begin Quoted passage

Nasty.Statistics.SequenceLabeling.Features (Nasty v0.3.0)

View Source

Feature extraction for sequence labeling tasks (NER, POS tagging, etc.).

Extracts rich feature representations from tokens including lexical, orthographic, POS, contextual, and gazetteer-based features.

Feature Types

  1. Lexical: word, lowercased, lemma
  2. Orthographic: capitalization, shape, digits
  3. POS: part-of-speech tags
  4. Context: surrounding words and POS tags
  5. Affixes: prefixes and suffixes
  6. Gazetteers: matches in entity lists
  7. Patterns: special character patterns

Examples

iex> token = %Token{text: "John", pos_tag: :propn, lemma: "John"}
iex> context = %{prev_word: "Mr.", next_word: "Smith", position: 1}
iex> features = Features.extract(token, context)

end Quoted passage
begin Supplied information

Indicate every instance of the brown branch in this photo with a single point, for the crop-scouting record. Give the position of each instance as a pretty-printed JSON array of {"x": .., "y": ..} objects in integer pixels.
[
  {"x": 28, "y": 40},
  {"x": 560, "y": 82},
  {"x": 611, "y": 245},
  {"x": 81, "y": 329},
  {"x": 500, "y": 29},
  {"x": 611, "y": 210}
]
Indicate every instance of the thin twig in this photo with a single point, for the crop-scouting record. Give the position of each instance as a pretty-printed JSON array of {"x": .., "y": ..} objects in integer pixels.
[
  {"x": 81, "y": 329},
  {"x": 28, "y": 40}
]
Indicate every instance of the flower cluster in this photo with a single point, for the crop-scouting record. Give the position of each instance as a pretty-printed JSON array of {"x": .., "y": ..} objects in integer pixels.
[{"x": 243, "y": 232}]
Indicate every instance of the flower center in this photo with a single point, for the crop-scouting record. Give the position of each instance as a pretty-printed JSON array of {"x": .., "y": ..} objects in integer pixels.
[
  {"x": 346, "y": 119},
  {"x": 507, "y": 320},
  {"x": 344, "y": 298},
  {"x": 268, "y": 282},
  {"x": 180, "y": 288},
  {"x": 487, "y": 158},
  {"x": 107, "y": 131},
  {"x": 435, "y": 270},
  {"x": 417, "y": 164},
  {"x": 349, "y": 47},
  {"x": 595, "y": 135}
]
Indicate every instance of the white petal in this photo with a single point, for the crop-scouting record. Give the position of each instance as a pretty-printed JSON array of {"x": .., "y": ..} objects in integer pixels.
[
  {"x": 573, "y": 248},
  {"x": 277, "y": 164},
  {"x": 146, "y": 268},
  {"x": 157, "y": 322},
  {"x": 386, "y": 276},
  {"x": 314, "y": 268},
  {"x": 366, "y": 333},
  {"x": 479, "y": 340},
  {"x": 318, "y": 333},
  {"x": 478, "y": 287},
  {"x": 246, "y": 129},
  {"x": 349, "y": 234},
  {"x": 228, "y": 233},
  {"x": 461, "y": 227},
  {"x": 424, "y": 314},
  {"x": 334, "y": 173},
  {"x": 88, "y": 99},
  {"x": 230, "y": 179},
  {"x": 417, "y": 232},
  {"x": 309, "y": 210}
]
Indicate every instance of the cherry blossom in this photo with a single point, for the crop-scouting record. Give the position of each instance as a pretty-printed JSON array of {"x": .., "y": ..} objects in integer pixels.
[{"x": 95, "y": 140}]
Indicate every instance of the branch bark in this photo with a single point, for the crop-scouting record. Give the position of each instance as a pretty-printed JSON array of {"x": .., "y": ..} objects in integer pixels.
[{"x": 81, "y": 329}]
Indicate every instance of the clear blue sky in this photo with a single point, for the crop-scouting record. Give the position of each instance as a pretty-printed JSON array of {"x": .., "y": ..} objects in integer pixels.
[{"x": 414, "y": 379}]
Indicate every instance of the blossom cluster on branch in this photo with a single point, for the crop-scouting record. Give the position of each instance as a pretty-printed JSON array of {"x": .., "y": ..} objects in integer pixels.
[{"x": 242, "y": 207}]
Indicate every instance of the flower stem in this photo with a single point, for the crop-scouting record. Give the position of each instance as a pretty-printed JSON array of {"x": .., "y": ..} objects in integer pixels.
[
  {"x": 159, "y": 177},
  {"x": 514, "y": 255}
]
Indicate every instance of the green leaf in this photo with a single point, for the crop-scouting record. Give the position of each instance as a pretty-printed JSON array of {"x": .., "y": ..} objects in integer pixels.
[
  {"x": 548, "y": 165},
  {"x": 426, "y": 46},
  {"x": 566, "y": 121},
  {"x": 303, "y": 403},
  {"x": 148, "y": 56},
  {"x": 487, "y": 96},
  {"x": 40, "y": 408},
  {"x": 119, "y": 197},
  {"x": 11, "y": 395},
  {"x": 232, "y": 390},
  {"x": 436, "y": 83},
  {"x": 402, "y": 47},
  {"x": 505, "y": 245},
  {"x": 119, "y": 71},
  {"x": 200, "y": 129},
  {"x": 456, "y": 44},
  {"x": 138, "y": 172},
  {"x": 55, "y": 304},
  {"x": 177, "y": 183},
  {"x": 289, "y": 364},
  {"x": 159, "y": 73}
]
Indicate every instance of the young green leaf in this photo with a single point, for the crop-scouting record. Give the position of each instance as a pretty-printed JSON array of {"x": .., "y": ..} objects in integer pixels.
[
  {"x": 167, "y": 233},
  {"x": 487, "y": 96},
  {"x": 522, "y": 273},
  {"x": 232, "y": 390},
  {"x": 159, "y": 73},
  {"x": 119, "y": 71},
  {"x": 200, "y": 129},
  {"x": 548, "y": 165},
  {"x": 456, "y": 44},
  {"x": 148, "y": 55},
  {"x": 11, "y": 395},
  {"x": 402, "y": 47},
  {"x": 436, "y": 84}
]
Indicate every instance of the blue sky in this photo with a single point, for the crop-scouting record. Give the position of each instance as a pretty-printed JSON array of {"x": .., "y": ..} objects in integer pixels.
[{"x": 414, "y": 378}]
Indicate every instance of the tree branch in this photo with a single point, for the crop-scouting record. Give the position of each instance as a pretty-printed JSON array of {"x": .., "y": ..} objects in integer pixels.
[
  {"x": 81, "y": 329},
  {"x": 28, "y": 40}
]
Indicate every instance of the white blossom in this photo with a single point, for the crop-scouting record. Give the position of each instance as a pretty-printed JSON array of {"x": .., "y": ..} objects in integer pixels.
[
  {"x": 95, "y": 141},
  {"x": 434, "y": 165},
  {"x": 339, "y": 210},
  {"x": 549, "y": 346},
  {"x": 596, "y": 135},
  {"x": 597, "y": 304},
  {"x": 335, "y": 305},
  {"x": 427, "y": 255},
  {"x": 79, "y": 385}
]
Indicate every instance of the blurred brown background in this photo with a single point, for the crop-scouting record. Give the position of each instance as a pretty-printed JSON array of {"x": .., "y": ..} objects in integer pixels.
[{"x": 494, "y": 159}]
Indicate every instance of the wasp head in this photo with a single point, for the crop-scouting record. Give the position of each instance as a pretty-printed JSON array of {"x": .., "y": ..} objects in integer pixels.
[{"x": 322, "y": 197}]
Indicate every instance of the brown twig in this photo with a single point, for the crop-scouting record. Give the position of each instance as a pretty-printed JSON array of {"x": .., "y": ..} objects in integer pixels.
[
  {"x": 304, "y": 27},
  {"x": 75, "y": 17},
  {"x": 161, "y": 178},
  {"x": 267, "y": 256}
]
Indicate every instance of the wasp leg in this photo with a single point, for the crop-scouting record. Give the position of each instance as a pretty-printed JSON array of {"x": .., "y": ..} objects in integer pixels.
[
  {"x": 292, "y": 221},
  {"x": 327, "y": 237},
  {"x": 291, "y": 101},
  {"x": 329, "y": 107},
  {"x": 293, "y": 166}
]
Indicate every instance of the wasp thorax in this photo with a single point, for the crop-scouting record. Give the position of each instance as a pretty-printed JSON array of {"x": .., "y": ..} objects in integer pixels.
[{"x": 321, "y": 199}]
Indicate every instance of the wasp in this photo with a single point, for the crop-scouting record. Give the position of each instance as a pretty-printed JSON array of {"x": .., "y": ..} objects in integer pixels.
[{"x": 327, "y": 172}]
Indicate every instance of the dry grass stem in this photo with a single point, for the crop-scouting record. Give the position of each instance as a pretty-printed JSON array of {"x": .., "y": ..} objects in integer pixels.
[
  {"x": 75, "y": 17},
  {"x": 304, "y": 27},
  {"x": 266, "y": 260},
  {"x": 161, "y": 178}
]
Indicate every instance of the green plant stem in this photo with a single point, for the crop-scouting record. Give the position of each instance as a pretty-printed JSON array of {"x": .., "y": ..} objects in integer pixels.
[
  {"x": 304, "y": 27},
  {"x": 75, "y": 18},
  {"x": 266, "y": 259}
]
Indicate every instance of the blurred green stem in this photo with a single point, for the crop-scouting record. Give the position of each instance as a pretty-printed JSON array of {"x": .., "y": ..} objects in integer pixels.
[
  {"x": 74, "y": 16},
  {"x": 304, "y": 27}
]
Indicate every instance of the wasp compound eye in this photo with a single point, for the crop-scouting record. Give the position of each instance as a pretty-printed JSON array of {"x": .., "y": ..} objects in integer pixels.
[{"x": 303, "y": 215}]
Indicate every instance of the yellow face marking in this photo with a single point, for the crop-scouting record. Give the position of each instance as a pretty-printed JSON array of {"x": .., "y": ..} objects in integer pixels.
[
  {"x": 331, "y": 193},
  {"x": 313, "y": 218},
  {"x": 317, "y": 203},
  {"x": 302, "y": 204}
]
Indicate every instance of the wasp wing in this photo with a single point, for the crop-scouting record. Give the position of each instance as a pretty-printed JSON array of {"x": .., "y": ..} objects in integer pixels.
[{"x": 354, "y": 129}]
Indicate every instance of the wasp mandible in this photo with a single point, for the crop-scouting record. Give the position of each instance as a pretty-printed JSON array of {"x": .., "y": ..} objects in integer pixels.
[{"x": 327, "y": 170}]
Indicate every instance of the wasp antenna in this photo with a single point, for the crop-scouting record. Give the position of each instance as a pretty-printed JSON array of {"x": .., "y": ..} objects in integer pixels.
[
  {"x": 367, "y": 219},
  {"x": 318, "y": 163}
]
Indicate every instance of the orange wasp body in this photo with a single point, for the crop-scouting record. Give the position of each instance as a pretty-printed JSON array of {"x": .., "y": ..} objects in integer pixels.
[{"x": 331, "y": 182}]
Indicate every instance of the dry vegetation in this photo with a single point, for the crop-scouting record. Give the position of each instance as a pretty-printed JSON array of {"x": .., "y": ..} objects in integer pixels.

end Supplied information

> _Required work_:
1 - Please reproduce the feature extraction documentation word for word, everything from "1. Lexical: word, lowercased, lemma" down to "features = Features.extract(token, context)".
2 - Write the part of the sequence labeling features documentation that would come next, picking up right after its final code.

> _Set of answers_:
1 -
1. Lexical: word, lowercased, lemma
  2. Orthographic: capitalization, shape, digits
  3. POS: part-of-speech tags
  4. Context: surrounding words and POS tags
  5. Affixes: prefixes and suffixes
  6. Gazetteers: matches in entity lists
  7. Patterns: special character patterns

Examples

iex> token = %Token{text: "John", pos_tag: :propn, lemma: "John"}
iex> context = %{prev_word: "Mr.", next_word: "Smith", position: 1}
iex> features = Features.extract(token, context)

2 -
["word=john", "pos=PROPN", "capitalized=true", "prefix-2=Jo", ...]

Summary

Functions

Extracts features from a token given its context.

Extracts features for an entire sequence of tokens.

Types

context()

@type context() :: %{
  optional(:prev_word) => String.t(),
  optional(:next_word) => String.t(),
  optional(:prev_pos) => atom(),
  optional(:next_pos) => atom(),
  optional(:prev_label) => atom(),
  optional(:position) => non_neg_integer(),
  optional(:sequence_length) => non_neg_integer()
}

feature()

@type feature() :: String.t()

feature_vector()

@type feature_vector() :: [feature()]

Functions

extract(token, context \\ %{}, opts \\ [])

@spec extract(Nasty.AST.Token.t(), context(), keyword()) :: feature_vector()

Extracts features from a token given its context.

Parameters

  • token - Token to extract features from
  • context - Contextual information (surrounding words, position, etc.)
  • opts - Options:
    • :use_gazetteers - Enable gazetteer features (default: true)
    • :max_affix_length - Maximum prefix/suffix length (default: 4)

Returns

List of feature strings

extract_sequence(tokens, opts \\ [])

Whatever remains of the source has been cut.